**What needs to be done:** Write out the data below in full. Keep it exact.

Excerpts of location labeling data:
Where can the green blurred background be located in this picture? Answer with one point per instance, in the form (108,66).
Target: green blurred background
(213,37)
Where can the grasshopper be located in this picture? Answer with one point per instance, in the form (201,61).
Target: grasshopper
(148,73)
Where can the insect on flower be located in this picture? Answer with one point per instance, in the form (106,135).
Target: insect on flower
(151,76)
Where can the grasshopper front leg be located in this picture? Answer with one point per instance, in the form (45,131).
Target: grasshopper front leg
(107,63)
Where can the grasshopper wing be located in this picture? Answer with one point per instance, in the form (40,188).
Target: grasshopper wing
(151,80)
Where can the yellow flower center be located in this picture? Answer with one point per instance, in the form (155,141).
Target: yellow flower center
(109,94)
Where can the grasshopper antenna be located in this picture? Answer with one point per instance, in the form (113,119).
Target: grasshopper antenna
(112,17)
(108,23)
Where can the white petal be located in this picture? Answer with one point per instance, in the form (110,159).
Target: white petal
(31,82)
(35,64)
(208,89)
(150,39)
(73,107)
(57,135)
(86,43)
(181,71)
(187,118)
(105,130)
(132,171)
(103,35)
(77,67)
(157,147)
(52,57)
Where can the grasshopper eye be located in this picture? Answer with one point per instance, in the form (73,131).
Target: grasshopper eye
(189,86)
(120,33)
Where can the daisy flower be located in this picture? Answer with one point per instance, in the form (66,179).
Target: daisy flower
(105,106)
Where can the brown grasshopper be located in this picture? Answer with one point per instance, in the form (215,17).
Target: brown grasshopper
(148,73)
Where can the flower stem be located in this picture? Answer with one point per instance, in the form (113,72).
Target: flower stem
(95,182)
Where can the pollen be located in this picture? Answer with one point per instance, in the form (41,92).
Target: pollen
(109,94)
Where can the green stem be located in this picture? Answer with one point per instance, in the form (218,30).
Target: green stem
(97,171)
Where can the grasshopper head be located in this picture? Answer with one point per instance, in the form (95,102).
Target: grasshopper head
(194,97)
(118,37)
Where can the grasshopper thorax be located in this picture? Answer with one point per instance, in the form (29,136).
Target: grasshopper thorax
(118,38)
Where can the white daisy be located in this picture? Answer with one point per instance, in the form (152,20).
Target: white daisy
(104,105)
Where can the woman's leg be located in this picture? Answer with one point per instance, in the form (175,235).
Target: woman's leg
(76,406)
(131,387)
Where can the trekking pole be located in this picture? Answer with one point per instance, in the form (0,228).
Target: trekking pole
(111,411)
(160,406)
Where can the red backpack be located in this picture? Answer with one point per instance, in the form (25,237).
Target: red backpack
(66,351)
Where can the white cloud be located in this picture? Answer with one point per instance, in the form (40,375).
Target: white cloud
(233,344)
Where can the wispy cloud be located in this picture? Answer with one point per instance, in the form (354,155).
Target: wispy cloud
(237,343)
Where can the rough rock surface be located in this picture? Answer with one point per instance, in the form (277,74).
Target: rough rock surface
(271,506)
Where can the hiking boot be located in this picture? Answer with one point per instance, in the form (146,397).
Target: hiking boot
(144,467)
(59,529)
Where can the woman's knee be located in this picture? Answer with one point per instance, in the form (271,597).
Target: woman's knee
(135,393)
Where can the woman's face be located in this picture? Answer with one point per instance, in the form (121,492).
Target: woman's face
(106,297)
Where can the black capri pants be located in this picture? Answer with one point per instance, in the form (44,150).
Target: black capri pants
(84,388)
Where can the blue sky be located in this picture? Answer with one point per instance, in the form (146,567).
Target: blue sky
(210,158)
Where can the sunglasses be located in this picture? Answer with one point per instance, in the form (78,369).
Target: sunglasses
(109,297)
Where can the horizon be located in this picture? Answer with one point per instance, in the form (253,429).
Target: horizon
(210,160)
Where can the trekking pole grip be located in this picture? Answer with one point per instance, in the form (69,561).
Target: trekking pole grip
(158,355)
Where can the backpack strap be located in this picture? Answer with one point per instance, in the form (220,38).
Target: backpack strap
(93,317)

**Exercise output:**
Where can the green blurred background be located in this picture? Answer with one point per instance, in the form (108,66).
Target: green blurred background
(213,37)
Where can the grasshopper be located in this picture? Answer with one point per instance, in the form (201,61).
Target: grasshopper
(148,73)
Where can the insect on flower be located in this picture? Answer with one point per instance, in the form (106,135).
Target: insect on flower
(151,76)
Where can the grasshopper front leg be located in this picture? Answer with one point per instance, in the form (45,131).
Target: grasshopper front leg
(107,63)
Where can the grasshopper wing be located in this picture? Answer with one point per instance, in the form (40,188).
Target: grasshopper wing
(151,80)
Where can the yellow flower center be located in this picture? Answer with one point per instance, in the form (155,141).
Target: yellow flower center
(109,94)
Where can the grasshopper antenna be located in this picture? Answer with one point per instance, in the form (113,119).
Target: grasshopper antenna
(112,17)
(108,23)
Where can the white petal be located in this picture? Answer with one point per instance, in the form (110,159).
Target: white petal
(31,82)
(35,64)
(208,89)
(150,39)
(73,107)
(57,135)
(86,43)
(181,71)
(187,118)
(105,130)
(132,171)
(103,35)
(77,67)
(157,147)
(52,57)
Where can the grasshopper eye be located in this picture? Answer with one point per instance, in the form (73,131).
Target: grasshopper eye
(189,86)
(120,33)
Where can the daisy flower be located in this picture? Answer with one point per instance, in the form (66,179).
Target: daisy flower
(105,106)
Where can the brown grasshopper be located in this picture? Answer with one point per instance, in the form (215,17).
Target: brown grasshopper
(148,73)
Where can the flower stem be located in this picture? Answer with one point per instance, in the form (113,72).
Target: flower stem
(95,182)
Where can the pollen be located in this picture? Answer with one point per instance, in the form (41,92).
Target: pollen
(109,94)
Where can the green stem be located in this picture? Answer with one point per instance, in the form (218,30).
Target: green stem
(97,171)
Where can the grasshopper head be located in this picture? Answer with one point per instance, in the form (95,102).
Target: grasshopper head
(194,97)
(118,37)
Where can the grasshopper thorax be located in this picture? Answer with one point per instance, in the form (29,136).
Target: grasshopper thorax
(118,38)
Where can the white daisy be located in this picture? Answer with one point per instance, in the form (152,20).
Target: white daisy
(104,105)
Where can the woman's leg be located in this picture? Answer with one point per instance, in the form (175,235).
Target: woman's leg
(76,406)
(131,387)
Where can the trekking pole be located in this picture? Answer with one point per instance, in the form (0,228).
Target: trekking pole
(111,411)
(160,406)
Where can the red backpack be located in this picture? Answer with one point per instance, in the form (25,237).
Target: red backpack
(66,351)
Where can the white cloud be located in this picture? Answer with one point per instance, in the form (40,375).
Target: white cloud
(233,344)
Where can the wispy cloud be located in this picture? Answer with one point per instance, in the form (354,155).
Target: wispy cloud
(237,343)
Where can the rough rock surface be located in this picture? Answer with one point per instance, in the form (277,74).
Target: rough rock surface
(271,506)
Where can the hiking boot be located in this picture? Answer with one point per instance, in the form (146,397).
Target: hiking boot
(144,467)
(59,529)
Where can the woman's knee be located in this picture? Answer with one point per instance, in the form (271,597).
Target: woman's knee
(135,393)
Where can the woman's face be located in this picture? Answer with one point per instance, in the form (121,492).
Target: woman's face
(106,297)
Where can the black capri pants be located in this picture? Answer with one point per instance, in the form (44,150).
Target: black capri pants
(84,388)
Where can the blue sky be located in this picture? Answer with one point per instance, in the form (146,567).
Target: blue sky
(210,158)
Where can the sunglasses be located in this picture? Answer with one point per instance, in the form (78,369).
Target: sunglasses
(109,297)
Where can the horizon be located in this picture? Answer with one point per instance, in the form (253,429).
Target: horizon
(210,160)
Where can the trekking pole grip be located in this picture? Answer with one point per instance, in the form (69,561).
Target: trekking pole grip
(158,355)
Where can the backpack strap be located in this picture? Answer with one point per instance, in the form (220,38).
Target: backpack strap
(93,317)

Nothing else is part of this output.